:: Texto para analizar

Ciudad de México.- Hemos vivido ya diez meses de pandemia, lacerados por la incertidumbre, el miedo a la enfermedad, el dolor, la muerte y las lágrimas y, ante esta experiencia, algunos nos preguntamos si hemos aprendido la lección que nos dan la vida y la muerte, y no somos más, en general, los egoístas de hace un año, los acusadores, jueces y verdugos de los demás.
Todo el sufrimiento, la incertidumbre, que hemos experimentado en estos diez meses de pandemia, por quienes sufren la enfermedad, o se han marchado a la eternidad sin despedirse (familiares, amigos, compañeros), era como para que hoy fuéramos más generosos, más solidarios, más amorosos, más empáticos porque, presumiblemente, ya sabemos más del dolor que produce la enfermedad y de la desolación en que nos deja la muerte de un ser querido.
Después de tantas experiencias personales dolorosas, ya deberíamos conocer el verdadero valor de la vida, del ciclo de la vida humana, que nace, crece y muere.

::::
:: Datos disponibles

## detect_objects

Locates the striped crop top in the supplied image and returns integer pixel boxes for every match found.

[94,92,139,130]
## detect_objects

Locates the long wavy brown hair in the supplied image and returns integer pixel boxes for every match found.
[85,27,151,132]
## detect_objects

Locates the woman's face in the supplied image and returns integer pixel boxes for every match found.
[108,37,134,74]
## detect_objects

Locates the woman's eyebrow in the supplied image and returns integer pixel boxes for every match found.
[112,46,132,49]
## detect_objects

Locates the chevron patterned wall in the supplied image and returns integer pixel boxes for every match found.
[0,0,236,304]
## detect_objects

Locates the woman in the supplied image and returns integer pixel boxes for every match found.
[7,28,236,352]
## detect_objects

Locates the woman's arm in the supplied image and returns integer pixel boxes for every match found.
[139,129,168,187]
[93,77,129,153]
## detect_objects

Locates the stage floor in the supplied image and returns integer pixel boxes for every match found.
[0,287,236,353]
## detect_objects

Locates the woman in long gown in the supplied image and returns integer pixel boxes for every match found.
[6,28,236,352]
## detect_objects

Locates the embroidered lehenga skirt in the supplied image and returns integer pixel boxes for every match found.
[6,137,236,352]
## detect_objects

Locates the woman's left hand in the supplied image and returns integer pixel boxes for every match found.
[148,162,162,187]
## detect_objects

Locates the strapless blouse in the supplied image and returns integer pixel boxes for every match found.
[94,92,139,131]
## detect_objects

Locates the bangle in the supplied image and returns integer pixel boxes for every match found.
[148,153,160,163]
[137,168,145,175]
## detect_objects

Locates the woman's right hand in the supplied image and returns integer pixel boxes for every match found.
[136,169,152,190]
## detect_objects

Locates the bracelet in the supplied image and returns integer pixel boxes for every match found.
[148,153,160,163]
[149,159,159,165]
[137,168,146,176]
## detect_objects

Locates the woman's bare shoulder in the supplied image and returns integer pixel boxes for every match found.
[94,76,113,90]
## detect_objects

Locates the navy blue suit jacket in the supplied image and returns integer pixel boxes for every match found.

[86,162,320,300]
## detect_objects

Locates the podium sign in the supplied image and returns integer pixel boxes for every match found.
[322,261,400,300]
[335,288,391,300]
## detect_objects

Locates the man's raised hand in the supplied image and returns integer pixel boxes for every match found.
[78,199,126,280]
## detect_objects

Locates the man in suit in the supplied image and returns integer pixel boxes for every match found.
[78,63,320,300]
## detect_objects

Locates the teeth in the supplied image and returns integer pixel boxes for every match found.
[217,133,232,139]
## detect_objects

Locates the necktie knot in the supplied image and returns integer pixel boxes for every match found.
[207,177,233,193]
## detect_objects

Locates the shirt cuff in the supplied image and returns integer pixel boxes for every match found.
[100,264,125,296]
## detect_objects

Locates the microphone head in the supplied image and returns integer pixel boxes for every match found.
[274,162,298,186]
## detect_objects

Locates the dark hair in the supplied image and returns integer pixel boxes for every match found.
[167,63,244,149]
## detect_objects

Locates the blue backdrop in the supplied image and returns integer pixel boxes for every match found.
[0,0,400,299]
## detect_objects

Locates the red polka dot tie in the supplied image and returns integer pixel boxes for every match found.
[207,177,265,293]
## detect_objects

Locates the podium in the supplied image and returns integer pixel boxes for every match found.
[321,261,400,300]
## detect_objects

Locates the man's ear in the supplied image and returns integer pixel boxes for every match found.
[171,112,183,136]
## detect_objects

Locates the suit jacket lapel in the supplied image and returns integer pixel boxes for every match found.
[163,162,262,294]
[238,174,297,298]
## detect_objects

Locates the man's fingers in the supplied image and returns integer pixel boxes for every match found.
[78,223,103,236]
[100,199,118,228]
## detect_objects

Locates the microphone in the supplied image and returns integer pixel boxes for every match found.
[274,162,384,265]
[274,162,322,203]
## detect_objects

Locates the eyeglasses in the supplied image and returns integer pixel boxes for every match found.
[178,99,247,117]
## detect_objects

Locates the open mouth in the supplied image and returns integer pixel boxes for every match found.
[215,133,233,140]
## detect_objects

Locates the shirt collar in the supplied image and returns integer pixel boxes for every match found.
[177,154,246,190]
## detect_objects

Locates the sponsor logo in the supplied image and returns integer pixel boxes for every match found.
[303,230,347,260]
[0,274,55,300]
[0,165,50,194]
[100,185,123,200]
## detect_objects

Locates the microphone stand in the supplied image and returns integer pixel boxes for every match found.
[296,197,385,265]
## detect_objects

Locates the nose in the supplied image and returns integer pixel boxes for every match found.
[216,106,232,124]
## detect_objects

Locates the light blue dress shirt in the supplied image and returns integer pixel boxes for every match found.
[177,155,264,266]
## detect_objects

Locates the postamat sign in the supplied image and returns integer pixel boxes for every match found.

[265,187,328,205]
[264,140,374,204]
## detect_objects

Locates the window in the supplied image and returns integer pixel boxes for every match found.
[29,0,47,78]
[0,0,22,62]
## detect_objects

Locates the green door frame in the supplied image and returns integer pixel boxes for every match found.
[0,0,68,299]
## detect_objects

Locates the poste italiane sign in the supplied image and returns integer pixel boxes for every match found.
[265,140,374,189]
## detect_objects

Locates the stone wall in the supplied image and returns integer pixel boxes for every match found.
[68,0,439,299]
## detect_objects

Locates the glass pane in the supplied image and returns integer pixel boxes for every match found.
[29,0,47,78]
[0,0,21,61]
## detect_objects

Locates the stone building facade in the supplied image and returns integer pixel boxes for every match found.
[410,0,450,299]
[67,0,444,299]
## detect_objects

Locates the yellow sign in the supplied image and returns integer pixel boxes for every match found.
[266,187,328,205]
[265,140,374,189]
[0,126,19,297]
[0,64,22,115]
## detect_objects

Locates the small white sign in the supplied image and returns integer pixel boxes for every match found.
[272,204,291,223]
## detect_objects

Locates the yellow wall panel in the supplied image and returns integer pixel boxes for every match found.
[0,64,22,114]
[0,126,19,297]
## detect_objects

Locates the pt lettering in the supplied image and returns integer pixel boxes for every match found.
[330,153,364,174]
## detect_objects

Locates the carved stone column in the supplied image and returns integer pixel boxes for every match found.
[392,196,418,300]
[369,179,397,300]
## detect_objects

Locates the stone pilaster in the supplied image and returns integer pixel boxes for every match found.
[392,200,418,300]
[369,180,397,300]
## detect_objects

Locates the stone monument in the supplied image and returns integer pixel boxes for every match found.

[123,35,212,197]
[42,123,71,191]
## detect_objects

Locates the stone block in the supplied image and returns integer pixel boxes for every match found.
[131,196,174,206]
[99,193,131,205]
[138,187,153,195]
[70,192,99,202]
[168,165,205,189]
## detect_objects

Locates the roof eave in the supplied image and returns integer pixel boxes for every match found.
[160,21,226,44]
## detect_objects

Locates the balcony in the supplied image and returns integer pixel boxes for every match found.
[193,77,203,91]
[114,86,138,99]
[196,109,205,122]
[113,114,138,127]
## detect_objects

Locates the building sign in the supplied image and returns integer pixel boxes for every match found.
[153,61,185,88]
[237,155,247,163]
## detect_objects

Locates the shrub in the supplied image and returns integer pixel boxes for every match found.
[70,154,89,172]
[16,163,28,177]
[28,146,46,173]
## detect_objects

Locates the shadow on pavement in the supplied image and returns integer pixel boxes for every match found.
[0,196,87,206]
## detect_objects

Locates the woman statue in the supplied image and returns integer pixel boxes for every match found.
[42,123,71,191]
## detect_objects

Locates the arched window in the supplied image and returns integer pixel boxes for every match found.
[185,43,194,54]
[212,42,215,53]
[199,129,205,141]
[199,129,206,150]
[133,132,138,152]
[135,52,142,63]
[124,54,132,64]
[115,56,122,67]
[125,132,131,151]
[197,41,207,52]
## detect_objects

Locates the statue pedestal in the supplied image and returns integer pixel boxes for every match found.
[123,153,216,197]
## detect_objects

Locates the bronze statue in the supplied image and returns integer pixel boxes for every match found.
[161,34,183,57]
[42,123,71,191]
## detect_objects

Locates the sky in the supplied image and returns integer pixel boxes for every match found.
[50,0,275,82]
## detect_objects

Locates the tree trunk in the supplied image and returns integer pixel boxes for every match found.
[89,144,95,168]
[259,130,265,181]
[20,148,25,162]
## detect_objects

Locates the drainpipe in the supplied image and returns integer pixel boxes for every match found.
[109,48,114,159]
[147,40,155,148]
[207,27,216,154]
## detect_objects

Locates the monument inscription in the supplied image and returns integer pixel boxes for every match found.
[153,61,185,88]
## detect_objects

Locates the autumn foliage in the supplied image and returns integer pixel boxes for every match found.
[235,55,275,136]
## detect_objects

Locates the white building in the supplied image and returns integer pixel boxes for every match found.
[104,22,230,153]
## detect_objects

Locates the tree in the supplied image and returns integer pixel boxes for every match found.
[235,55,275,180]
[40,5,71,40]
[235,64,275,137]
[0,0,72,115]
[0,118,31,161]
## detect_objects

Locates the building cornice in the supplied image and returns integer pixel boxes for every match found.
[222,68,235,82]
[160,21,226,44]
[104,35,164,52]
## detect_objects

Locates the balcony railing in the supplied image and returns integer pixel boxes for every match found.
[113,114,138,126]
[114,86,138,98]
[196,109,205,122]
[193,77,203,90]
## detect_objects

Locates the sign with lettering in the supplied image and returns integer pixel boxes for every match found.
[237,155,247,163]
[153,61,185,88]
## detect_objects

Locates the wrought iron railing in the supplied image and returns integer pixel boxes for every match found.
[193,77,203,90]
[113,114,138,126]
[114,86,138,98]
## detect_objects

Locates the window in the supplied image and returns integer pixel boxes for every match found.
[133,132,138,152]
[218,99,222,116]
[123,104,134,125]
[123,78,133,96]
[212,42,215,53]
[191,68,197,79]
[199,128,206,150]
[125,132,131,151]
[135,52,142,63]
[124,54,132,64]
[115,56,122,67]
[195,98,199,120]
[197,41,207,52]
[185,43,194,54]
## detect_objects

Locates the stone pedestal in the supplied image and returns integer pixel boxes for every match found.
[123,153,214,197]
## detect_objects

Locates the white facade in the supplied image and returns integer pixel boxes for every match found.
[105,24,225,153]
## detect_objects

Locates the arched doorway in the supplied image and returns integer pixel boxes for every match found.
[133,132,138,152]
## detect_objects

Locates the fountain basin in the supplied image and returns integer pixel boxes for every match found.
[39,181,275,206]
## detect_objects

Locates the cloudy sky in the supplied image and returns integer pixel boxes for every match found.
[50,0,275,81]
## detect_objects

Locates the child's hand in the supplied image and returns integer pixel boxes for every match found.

::::

Partes del ejercicio:
1. Extraiga del texto sobre la pandemia el fragmento que va desde "Todo el sufrimiento, la" hasta "crece y muere.".
2. Según el texto sobre la pandemia, ¿cuántos meses de pandemia se han vivido ya?
Las entradas no guardan relación alguna con el texto sobre la pandemia.

Resultados por tarea:
1.
Todo el sufrimiento, la incertidumbre, que hemos experimentado en estos diez meses de pandemia, por quienes sufren la enfermedad, o se han marchado a la eternidad sin despedirse (familiares, amigos, compañeros), era como para que hoy fuéramos más generosos, más solidarios, más amorosos, más empáticos porque, presumiblemente, ya sabemos más del dolor que produce la enfermedad y de la desolación en que nos deja la muerte de un ser querido.
Después de tantas experiencias personales dolorosas, ya deberíamos conocer el verdadero valor de la vida, del ciclo de la vida humana, que nace, crece y muere.

2. Diez meses.